=== 抜粋本文 ===
• • • • •

水は私たちの生活には決して欠かせないものです。三日間食事を摂らなくても人は生き抜くことができますが水は半日飲まないだけで脱水症状を起こし1日が立つ頃には死んでしまうほどです。
水に健康を脅かされる人が世界には存在します。そういった方々を紹介していきます。
脱水症状とは?
脱水症状とは体の中の水分と塩分、その他のミネラルなどが足りなくなり様々な健康被害を引き起こす状態のことを言います。
一般的に夏場の温度の上昇により水分と塩分の供給が追い付かず意識の混濁、体温上昇、だるさや吐き気、口の渇き、けいれんを引き起こします。乳幼児・高齢者では、必要な水分量や水分不足を感じにくいなどの違いがあるため、注意が必要です。また冬場でも暖房の利きすぎなどで水分不足に陥ることがあります。
部屋の温度は、成人にはちょうどいい温度でも小児にとっては暑すぎたため脱水症状を引き起こした例も見られます。人は歳を重ねることでどんどん体内の水分が失われていくので年齢にあった水分摂取が必要となります。

• • • • •

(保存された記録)

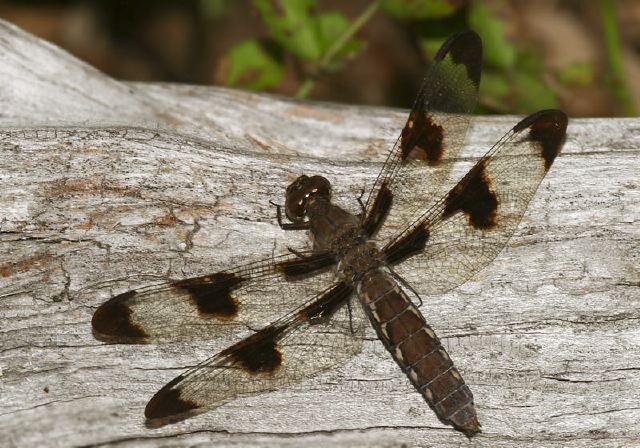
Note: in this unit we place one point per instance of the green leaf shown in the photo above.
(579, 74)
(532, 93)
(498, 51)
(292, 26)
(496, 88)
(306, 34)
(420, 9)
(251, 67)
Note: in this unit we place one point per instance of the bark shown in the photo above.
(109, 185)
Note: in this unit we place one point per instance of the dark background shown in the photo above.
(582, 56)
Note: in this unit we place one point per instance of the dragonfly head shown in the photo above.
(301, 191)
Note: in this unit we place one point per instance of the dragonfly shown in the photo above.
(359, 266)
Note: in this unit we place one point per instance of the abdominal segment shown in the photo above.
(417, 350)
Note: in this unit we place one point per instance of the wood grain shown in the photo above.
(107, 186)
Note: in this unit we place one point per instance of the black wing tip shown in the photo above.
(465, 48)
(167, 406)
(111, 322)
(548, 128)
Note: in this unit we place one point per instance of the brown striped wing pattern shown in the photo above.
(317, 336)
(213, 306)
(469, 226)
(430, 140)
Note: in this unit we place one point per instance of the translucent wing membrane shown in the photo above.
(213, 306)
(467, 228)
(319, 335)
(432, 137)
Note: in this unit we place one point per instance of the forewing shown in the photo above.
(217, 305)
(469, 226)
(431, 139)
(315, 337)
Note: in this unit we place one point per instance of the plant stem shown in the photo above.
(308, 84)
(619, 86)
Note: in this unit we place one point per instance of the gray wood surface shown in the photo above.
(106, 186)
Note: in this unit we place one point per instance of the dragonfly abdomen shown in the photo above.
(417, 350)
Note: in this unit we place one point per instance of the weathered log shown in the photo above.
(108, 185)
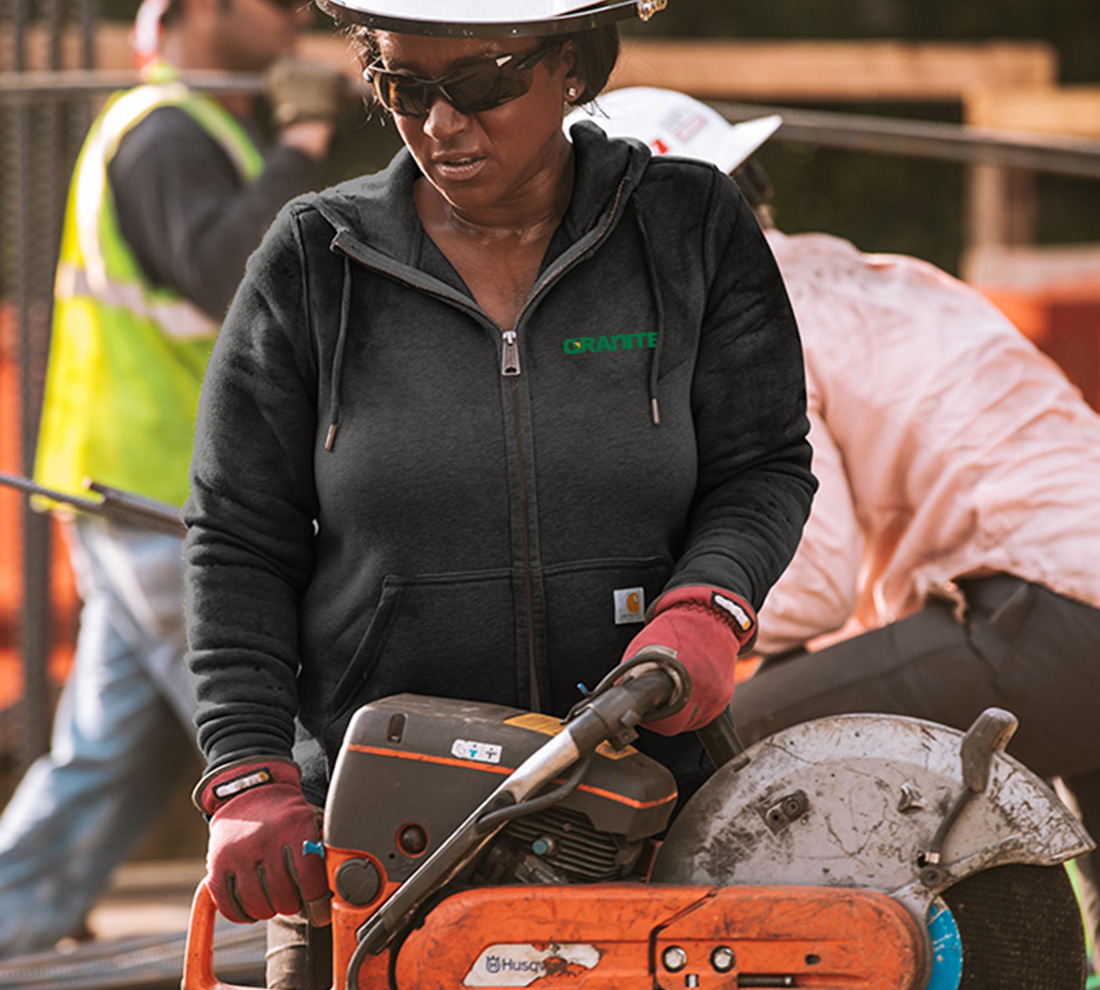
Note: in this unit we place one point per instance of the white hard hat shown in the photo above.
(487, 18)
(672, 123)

• • • • •

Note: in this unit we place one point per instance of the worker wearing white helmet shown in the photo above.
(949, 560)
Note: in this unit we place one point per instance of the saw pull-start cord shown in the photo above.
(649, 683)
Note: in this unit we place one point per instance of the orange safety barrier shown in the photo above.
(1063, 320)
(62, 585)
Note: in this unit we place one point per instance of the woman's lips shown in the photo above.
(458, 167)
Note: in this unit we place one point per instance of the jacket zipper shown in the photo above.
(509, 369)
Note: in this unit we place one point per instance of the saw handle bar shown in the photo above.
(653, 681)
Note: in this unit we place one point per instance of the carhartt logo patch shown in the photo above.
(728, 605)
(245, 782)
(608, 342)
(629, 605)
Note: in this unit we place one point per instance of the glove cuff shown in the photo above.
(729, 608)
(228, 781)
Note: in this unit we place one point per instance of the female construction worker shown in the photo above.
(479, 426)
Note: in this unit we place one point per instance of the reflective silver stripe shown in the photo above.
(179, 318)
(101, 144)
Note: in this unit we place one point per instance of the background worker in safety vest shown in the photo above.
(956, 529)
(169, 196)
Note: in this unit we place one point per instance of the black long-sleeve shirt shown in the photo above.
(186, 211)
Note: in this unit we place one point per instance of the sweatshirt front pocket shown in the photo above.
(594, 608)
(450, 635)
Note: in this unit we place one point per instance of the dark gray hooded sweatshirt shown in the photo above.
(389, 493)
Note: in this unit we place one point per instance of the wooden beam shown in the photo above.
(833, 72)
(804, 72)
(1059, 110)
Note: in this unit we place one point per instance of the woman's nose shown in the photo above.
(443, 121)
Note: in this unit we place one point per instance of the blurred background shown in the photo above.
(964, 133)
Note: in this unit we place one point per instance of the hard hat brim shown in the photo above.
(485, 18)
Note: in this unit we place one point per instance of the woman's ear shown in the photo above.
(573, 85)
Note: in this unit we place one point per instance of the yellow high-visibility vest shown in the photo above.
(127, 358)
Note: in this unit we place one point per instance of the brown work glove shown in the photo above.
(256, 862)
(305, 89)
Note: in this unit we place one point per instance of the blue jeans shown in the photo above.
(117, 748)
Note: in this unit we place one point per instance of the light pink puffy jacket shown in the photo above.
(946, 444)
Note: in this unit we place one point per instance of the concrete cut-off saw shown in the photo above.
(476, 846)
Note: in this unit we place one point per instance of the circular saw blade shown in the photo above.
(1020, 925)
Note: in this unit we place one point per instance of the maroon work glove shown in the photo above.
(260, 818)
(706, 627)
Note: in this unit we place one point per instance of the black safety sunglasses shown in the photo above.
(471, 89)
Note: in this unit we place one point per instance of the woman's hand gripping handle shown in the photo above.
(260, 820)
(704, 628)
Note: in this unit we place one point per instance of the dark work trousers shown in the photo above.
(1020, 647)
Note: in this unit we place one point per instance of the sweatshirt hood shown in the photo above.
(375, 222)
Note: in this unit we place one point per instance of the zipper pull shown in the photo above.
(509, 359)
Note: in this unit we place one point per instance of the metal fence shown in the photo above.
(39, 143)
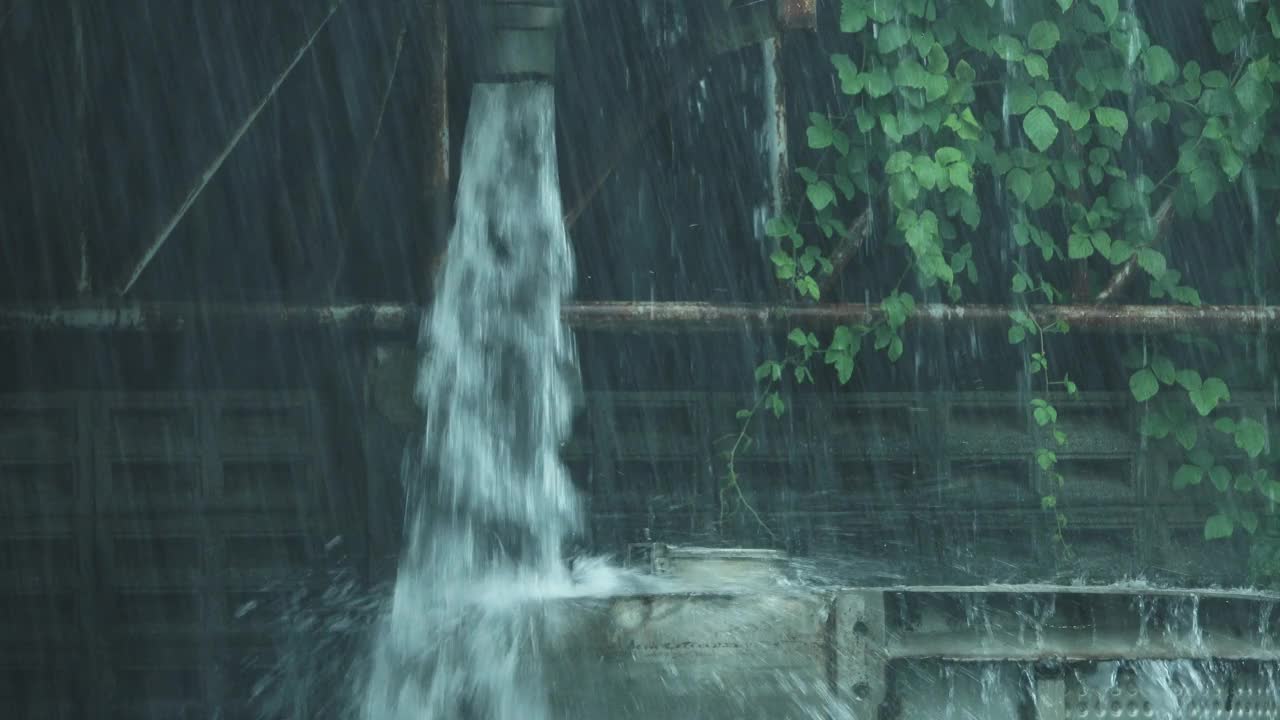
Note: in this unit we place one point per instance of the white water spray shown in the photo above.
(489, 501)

• • • • •

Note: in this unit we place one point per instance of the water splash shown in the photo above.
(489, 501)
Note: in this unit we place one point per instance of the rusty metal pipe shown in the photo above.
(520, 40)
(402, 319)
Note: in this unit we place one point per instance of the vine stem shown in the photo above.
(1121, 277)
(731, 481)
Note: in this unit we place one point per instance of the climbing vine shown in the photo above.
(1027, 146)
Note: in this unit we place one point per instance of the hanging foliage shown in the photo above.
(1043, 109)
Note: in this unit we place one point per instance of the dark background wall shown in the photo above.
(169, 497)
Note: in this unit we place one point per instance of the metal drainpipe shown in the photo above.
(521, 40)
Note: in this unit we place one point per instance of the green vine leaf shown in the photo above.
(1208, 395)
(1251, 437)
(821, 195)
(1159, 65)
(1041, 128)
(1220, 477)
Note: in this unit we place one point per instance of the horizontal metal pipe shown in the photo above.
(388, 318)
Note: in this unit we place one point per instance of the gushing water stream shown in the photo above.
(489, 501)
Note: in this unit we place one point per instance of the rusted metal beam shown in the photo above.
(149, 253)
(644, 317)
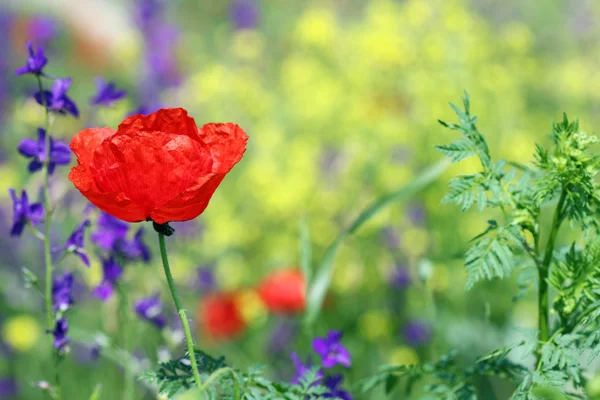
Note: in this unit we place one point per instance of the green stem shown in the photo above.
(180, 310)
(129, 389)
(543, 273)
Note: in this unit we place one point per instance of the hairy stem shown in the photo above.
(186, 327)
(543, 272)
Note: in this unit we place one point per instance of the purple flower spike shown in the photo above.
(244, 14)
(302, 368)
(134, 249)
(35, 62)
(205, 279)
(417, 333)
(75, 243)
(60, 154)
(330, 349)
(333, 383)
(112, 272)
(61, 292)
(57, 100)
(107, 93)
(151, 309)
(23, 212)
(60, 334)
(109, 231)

• • • • •

=== 練習問題 ===
1 - 抜粋本文を「水は私たちの生活には決して欠」の語句から書き写し、「た水分摂取が必要となります。」まで写したところで終えてください。その際、「脱水症状」を「脱水」に置き換えてください。
2 - 抜粋本文に書かれている内容をもとに、次の問いに答えてください。
(a) 水を飲まないと、どのくらいの時間で脱水症状を起こすとされていますか。
(b) 冬場に水分不足に陥る原因として、何が挙げられていますか。
(c) 年齢に合った水分摂取が必要とされるのはなぜですか。

=== 解答 ===
1 -
水は私たちの生活には決して欠かせないものです。三日間食事を摂らなくても人は生き抜くことができますが水は半日飲まないだけで脱水を起こし1日が立つ頃には死んでしまうほどです。
水に健康を脅かされる人が世界には存在します。そういった方々を紹介していきます。
脱水とは?
脱水とは体の中の水分と塩分、その他のミネラルなどが足りなくなり様々な健康被害を引き起こす状態のことを言います。
一般的に夏場の温度の上昇により水分と塩分の供給が追い付かず意識の混濁、体温上昇、だるさや吐き気、口の渇き、けいれんを引き起こします。乳幼児・高齢者では、必要な水分量や水分不足を感じにくいなどの違いがあるため、注意が必要です。また冬場でも暖房の利きすぎなどで水分不足に陥ることがあります。
部屋の温度は、成人にはちょうどいい温度でも小児にとっては暑すぎたため脱水を引き起こした例も見られます。人は歳を重ねることでどんどん体内の水分が失われていくので年齢にあった水分摂取が必要となります。

2 -
(a) 半日です。
(b) 暖房の利きすぎです。
(c) 人は歳を重ねるにつれて、体内の水分がどんどん失われていくからです。